◆ The request ◆
Reproduce the entire listing below verbatim, line for line.

━━ Supplied entries

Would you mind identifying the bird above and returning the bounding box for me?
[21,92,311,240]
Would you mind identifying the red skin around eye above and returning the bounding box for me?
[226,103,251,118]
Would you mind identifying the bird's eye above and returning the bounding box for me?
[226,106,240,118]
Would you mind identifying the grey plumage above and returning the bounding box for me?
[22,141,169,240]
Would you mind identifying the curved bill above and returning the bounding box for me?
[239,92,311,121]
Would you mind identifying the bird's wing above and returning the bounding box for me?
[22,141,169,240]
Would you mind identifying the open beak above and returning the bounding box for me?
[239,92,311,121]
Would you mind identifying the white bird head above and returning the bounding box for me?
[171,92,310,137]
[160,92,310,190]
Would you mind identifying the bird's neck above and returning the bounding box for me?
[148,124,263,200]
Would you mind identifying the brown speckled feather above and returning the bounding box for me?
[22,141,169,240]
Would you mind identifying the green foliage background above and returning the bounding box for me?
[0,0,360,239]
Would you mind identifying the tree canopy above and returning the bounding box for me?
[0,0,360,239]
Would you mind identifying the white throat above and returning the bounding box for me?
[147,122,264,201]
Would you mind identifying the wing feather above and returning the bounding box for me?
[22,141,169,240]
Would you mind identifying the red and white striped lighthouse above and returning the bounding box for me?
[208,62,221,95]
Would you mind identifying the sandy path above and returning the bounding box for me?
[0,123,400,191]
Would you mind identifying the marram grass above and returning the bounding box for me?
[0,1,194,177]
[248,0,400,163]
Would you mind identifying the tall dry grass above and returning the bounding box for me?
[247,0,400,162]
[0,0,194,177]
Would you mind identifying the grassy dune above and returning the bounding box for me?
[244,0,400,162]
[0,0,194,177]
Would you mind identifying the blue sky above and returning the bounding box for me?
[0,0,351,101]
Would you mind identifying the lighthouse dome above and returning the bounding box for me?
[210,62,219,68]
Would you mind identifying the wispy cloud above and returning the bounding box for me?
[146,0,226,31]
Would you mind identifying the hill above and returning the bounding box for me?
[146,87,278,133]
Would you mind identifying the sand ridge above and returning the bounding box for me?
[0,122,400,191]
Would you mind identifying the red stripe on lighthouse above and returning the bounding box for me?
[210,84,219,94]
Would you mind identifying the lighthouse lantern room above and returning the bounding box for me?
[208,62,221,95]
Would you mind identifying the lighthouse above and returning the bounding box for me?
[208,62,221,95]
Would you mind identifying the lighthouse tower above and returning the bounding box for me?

━━━━

◆ Right answer ◆
Would you mind identifying the bird above and returning the bounding box for me?
[21,92,311,240]
Would you mind identifying the red skin around eye above and returning the bounding box for me?
[226,103,251,118]
Would you mind identifying the bird's eye above and returning the bounding box for me?
[226,106,240,118]
Would you mind identifying the grey plumage above and returning the bounding box for me?
[22,141,169,240]
Would you mind identifying the curved bill above and returning the bounding box for me?
[239,92,311,121]
Would you mind identifying the bird's wing above and returning the bounding box for me?
[22,141,169,240]
Would you mind identifying the open beak above and returning the bounding box for me?
[239,92,311,121]
Would you mind identifying the white bird head above and returning the bounding box for me?
[171,92,310,137]
[160,92,310,190]
Would you mind identifying the bird's neck above and returning the bounding box for me?
[148,124,263,200]
Would you mind identifying the brown speckled feather above and returning the bounding box for me?
[22,141,169,240]
Would you mind identifying the green foliage background above and returning the bounding box for me?
[0,0,360,239]
Would you mind identifying the tree canopy above and returning the bounding box for me?
[0,0,360,239]
Would you mind identifying the white throat above and returning the bounding box for me?
[147,122,264,201]
Would you mind identifying the wing feather above and returning the bounding box for me?
[22,141,169,240]
Would you mind identifying the red and white striped lighthouse above and returning the bounding box for me?
[208,62,221,95]
Would you mind identifying the sandy path above and returning the bounding box for me?
[0,123,400,191]
Would you mind identifying the marram grass above and returning the bounding box for me?
[0,1,194,177]
[248,0,400,163]
Would you mind identifying the tall dry grass above and returning the bounding box for me?
[247,0,400,162]
[0,0,194,177]
Would you mind identifying the grassy dune above and returning the bounding box for me?
[244,0,400,162]
[0,0,194,177]
Would you mind identifying the blue sky above and returning the bounding box for me?
[0,0,351,101]
Would you mind identifying the lighthouse dome above and returning the bounding box for me?
[210,62,219,68]
Would you mind identifying the wispy cloud above and returning the bounding box for me?
[146,0,226,31]
Would you mind identifying the hill above and returning the bounding box for me?
[146,87,278,133]
Would you mind identifying the sand ridge above and returning the bounding box for me?
[0,122,400,191]
Would you mind identifying the red stripe on lighthouse above and returning the bounding box for me?
[210,84,219,94]
Would you mind identifying the lighthouse lantern room above and returning the bounding box for me?
[208,62,221,95]
Would you mind identifying the lighthouse above and returning the bounding box for me?
[208,62,221,95]
Would you mind identifying the lighthouse tower above and returning the bounding box for me?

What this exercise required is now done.